**To do:**
• A. Using the passage on domestic violence waivers, decide whether each statement agrees with it: (i) By statute, waivers must be granted for at least four months. (ii) Partial waivers are most often seen in housing requirements. (iii) Data show that partial waivers protect victims better than full waivers. For each, answer yes or no and quote the deciding words of the passage.
• B. Reproduce the passage on domestic violence waivers between "When a waiver" and "of DVL discretion.", inclusive.
• C. Translate this sentence from the passage on domestic violence waivers into Spanish: "Full waivers completely relieve the public assistance applicant or recipient of fulfilling any part of the programmatic requirement that has been waived."

**Supplied text:**
When a waiver is granted, the DVL also determines the type of the waiver or
waivers the victim will need and how long the waiver will last. By statute,
waivers must be granted for a minimum of four months[8],
but are renewable every six months and should last as long as necessary.
Statistically, the average duration of active waivers has been from 4-5 months
since 2000. However, here too is there evidence of county variation. For
example in OTDA’s 2007 statistics outside of New York City, 16 counties’ waivers
lasted 5 months or longer, 26 counties lasted 4 months, and 15 counties waivers
lasted 3-0 months. Again, as law dictates a minimum 4 month waiver, the
counties with waivers lasting under 4 months violate this statute. Again, these
numbers indicate further abuse of DVL discretion.
Pursuant to OTDA
policy[9],
a DVL may also grant both full FVO waivers and partial waivers. Full waivers
completely relieve the public assistance applicant or recipient of fulfilling
any part of the programmatic requirement that has been waived. Partial waivers
(most often seen in child support and paternity establishment requirements, as
well as employment requirements) waive some, but not all, of the programmatic
requirements. Other than via policy directive, there does not appear to
be any statutory or regulatory authority for partial waivers. These modified
waivers are an invention introduced several years ago. To date, there has been
no data to suggest that these partial waivers protect victims and their families
any better than full waivers. Additionally, we have not seen any data from OTDA
tracking instances where partial waivers were granted in lieu of full waivers or
no waivers, or in what types of cases. Given the broad discretion already given
to DVLs and the instances of abuse outlined above, we encourage the TANF State
Plan outline a methodology for tracking and studying these waivers to determine
their function, usefulness, and effectiveness.

**Stored data:**
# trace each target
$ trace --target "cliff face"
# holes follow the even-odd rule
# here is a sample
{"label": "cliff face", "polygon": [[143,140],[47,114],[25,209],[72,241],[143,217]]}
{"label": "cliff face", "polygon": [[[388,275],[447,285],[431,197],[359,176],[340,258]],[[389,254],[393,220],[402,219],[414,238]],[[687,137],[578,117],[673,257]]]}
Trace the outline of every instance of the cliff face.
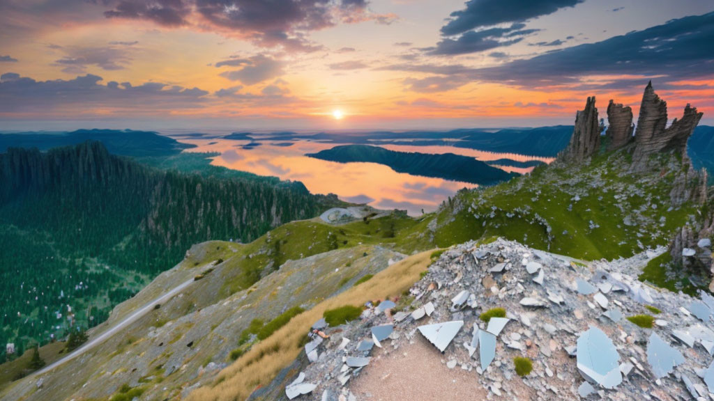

**Worked answers:**
• A.
(i) Yes: "waivers must be granted for a minimum of four months"
(ii) No: "(most often seen in child support and paternity establishment requirements, as well as employment requirements)"
(iii) No: "To date, there has been no data to suggest that these partial waivers protect victims and their families any better than full waivers."

• B.
When a waiver is granted, the DVL also determines the type of the waiver or
waivers the victim will need and how long the waiver will last. By statute,
waivers must be granted for a minimum of four months[8],
but are renewable every six months and should last as long as necessary.
Statistically, the average duration of active waivers has been from 4-5 months
since 2000. However, here too is there evidence of county variation. For
example in OTDA’s 2007 statistics outside of New York City, 16 counties’ waivers
lasted 5 months or longer, 26 counties lasted 4 months, and 15 counties waivers
lasted 3-0 months. Again, as law dictates a minimum 4 month waiver, the
counties with waivers lasting under 4 months violate this statute. Again, these
numbers indicate further abuse of DVL discretion.

• C. Las dispensas completas liberan por completo al solicitante o beneficiario de asistencia pública de cumplir cualquier parte del requisito programático que se haya dispensado.